SHORT PROBLEM A: Write out the thread from "Let's hope that" up to and including "Of course. Attached.", swapping in "updated version" for "rebase".
SHORT PROBLEM B: Summarize the thread in two sentences.
***** SOURCE PASSAGE *****
I wonder what version of gcc you intend this for.  AFAICS, older
gcc versions lack this flag at all, while newer ones have it on
by default.  Docs I can find on the net suggest that it would only
help to supply the flag when using gcc 10.0.x.  Is there a sufficient
population of production systems using such gcc releases to make it
worth expending configure cycles on?  (That's sort of a trick question,
because the GCC docs make it look like 10.0.x was never considered
to be production ready.)

            regards, tom lane



Re: [PATCH] audo-detect and use -moutline-atomics compilation flag for aarch64

From
"Zidenberg, Tsahi"
Date:
  On 07/09/2020, 6:11, "Michael Paquier" <michael@paquier.xyz> wrote:
    > Interesting stuff.  ARM-related otimizations is not something you see
    > a lot around here.

Let's hope that will change :)

   >  could you provide a rebase?  I am marking the patch as waiting on
   >  author for the time being.

Of course. Attached.

--
Thank you!
Tsahi.


Attachment

Re: [PATCH] audo-detect and use -moutline-atomics compilation flag for aarch64

From
"Zidenberg, Tsahi"
Date:
On 08/09/2020, 1:01, "Tom Lane" <tgl@sss.pgh.pa.us> wrote:

    > I wonder what version of gcc you intend this for.  AFAICS, older
    > gcc versions lack this flag at all, while newer ones have it on
    > by default.


(previously sent private reply, sorry)

The moutline-atomics flag showed substantial enough improvements
that it has been backported to GCC 9, 8 and there is a gcc-7 branch in
the works.
Ubuntu has integrated this in 20.04, Amazon Linux 2 supports it,
with other distributions including Ubuntu 18.04 and Debian on the way.
all distributions, including the upcoming Ubuntu with GCC-10, have
moutline-atomics turned off by default.


Re: [PATCH] audo-detect and use -moutline-atomics compilation flag for aarch64

From
Heikki Linnakangas
Date:
On 10/09/2020 09:37, Zidenberg, Tsahi wrote:
> On 08/09/2020, 1:01, "Tom Lane" <tgl@sss.pgh.pa.us> wrote:
> 
>      > I wonder what version of gcc you intend this for.  AFAICS, older
>      > gcc versions lack this flag at all, while newer ones have it on
>      > by default.
> 
> 
> (previously sent private reply, sorry)
***** MATERIAL PROVIDED *****
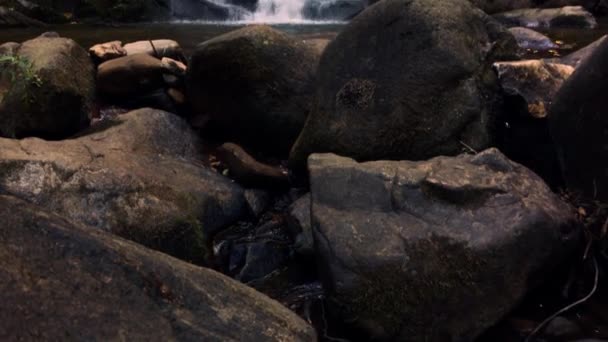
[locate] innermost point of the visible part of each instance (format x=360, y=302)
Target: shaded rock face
x=255, y=85
x=569, y=16
x=577, y=57
x=523, y=131
x=60, y=279
x=52, y=93
x=404, y=246
x=404, y=80
x=130, y=75
x=578, y=126
x=532, y=40
x=138, y=178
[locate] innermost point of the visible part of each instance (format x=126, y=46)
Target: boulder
x=404, y=248
x=577, y=57
x=130, y=75
x=64, y=281
x=523, y=131
x=333, y=9
x=298, y=221
x=107, y=51
x=578, y=126
x=255, y=85
x=389, y=89
x=9, y=49
x=249, y=172
x=534, y=81
x=138, y=176
x=53, y=90
x=568, y=16
x=159, y=48
x=531, y=40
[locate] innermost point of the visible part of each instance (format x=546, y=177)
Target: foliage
x=20, y=74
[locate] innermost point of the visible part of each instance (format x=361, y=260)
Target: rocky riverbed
x=426, y=172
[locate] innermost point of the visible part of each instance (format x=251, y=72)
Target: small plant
x=19, y=72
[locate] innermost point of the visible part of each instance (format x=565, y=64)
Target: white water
x=278, y=11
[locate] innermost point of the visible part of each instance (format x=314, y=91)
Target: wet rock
x=137, y=176
x=532, y=40
x=576, y=58
x=9, y=49
x=333, y=9
x=568, y=16
x=177, y=96
x=403, y=246
x=534, y=81
x=248, y=171
x=271, y=75
x=158, y=48
x=107, y=51
x=299, y=224
x=53, y=90
x=523, y=131
x=129, y=75
x=257, y=200
x=12, y=18
x=372, y=105
x=61, y=279
x=561, y=327
x=578, y=126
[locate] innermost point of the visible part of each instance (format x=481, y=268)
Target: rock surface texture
x=47, y=91
x=404, y=247
x=64, y=282
x=405, y=80
x=255, y=85
x=579, y=125
x=138, y=177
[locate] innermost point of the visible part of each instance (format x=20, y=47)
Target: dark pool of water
x=188, y=35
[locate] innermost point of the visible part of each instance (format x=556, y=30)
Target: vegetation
x=19, y=73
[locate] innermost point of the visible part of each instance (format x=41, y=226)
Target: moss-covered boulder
x=47, y=89
x=61, y=281
x=405, y=80
x=253, y=86
x=437, y=250
x=137, y=176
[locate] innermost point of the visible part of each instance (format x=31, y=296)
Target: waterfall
x=280, y=11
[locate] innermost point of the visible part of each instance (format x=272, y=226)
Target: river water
x=187, y=34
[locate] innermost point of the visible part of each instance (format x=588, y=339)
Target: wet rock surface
x=271, y=75
x=578, y=126
x=46, y=89
x=394, y=239
x=61, y=280
x=530, y=88
x=371, y=105
x=137, y=176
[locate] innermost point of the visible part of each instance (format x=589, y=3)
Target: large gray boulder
x=139, y=177
x=405, y=80
x=578, y=125
x=254, y=86
x=61, y=281
x=47, y=90
x=437, y=250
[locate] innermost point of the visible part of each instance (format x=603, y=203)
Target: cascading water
x=265, y=11
x=283, y=11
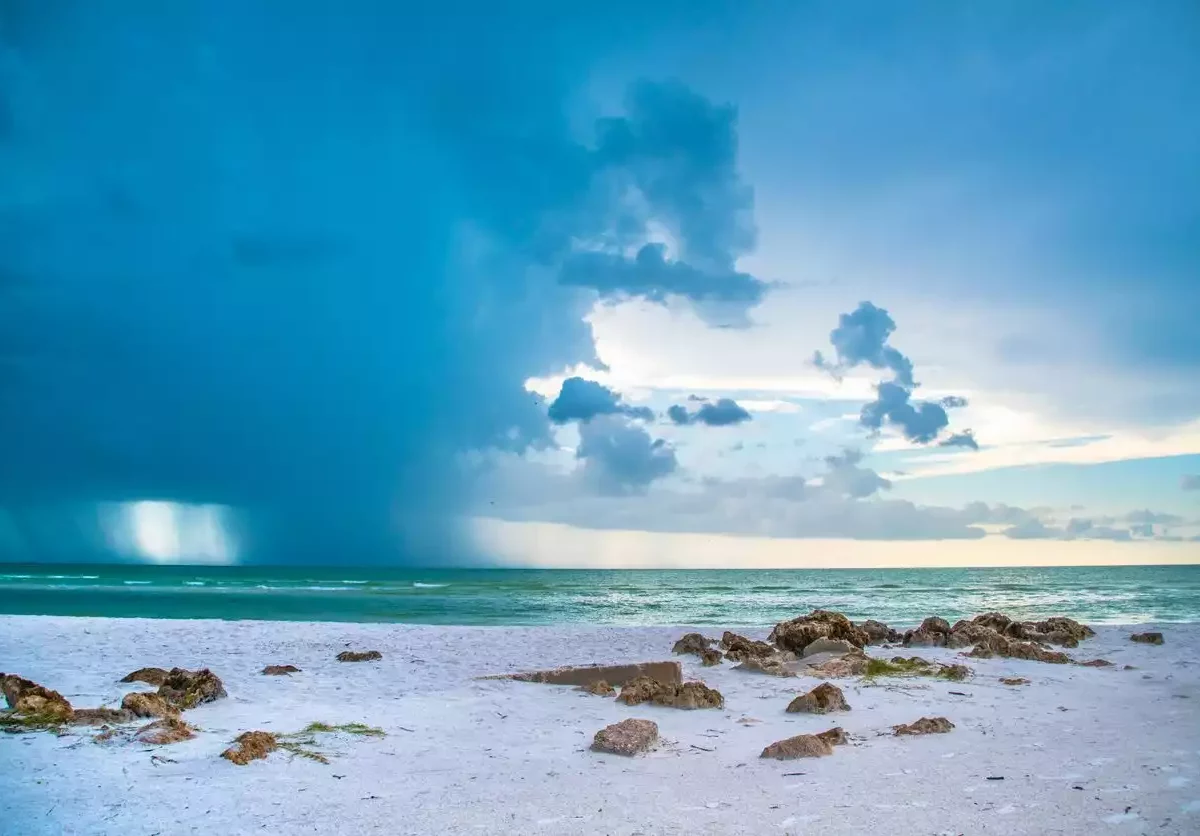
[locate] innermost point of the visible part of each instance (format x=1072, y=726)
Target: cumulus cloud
x=964, y=439
x=581, y=400
x=619, y=457
x=720, y=413
x=862, y=338
x=261, y=266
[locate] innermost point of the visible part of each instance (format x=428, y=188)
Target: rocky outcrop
x=691, y=643
x=142, y=704
x=359, y=656
x=628, y=738
x=155, y=677
x=600, y=689
x=101, y=716
x=821, y=699
x=801, y=746
x=24, y=696
x=1000, y=645
x=804, y=630
x=280, y=669
x=251, y=746
x=687, y=696
x=165, y=732
x=879, y=632
x=739, y=648
x=924, y=726
x=588, y=674
x=189, y=689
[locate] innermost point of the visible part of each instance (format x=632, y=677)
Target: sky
x=611, y=284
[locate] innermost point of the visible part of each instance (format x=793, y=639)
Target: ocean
x=1097, y=594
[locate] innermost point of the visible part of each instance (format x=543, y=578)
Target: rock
x=804, y=630
x=924, y=638
x=739, y=648
x=24, y=696
x=1002, y=645
x=924, y=726
x=828, y=645
x=280, y=669
x=691, y=643
x=628, y=738
x=851, y=665
x=163, y=732
x=773, y=666
x=834, y=737
x=600, y=689
x=143, y=704
x=879, y=632
x=101, y=716
x=359, y=656
x=588, y=674
x=155, y=677
x=821, y=699
x=801, y=746
x=250, y=746
x=189, y=689
x=935, y=625
x=687, y=696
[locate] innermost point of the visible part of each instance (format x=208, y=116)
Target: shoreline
x=471, y=756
*****
REPLY A:
Let's hope that will change :)

   >  could you provide a updated version?  I am marking the patch as waiting on
   >  author for the time being.

Of course. Attached.

REPLY B: Tom Lane asks which gcc version the -moutline-atomics flag is meant for, since older versions lack it, newer ones turn it on by default, and it would only help with gcc 10.0.x. Tsahi Zidenberg answers that the flag has been backported to GCC 9 and 8, with a gcc-7 branch in the works, and that all distributions, including the upcoming Ubuntu with GCC-10, have it turned off by default.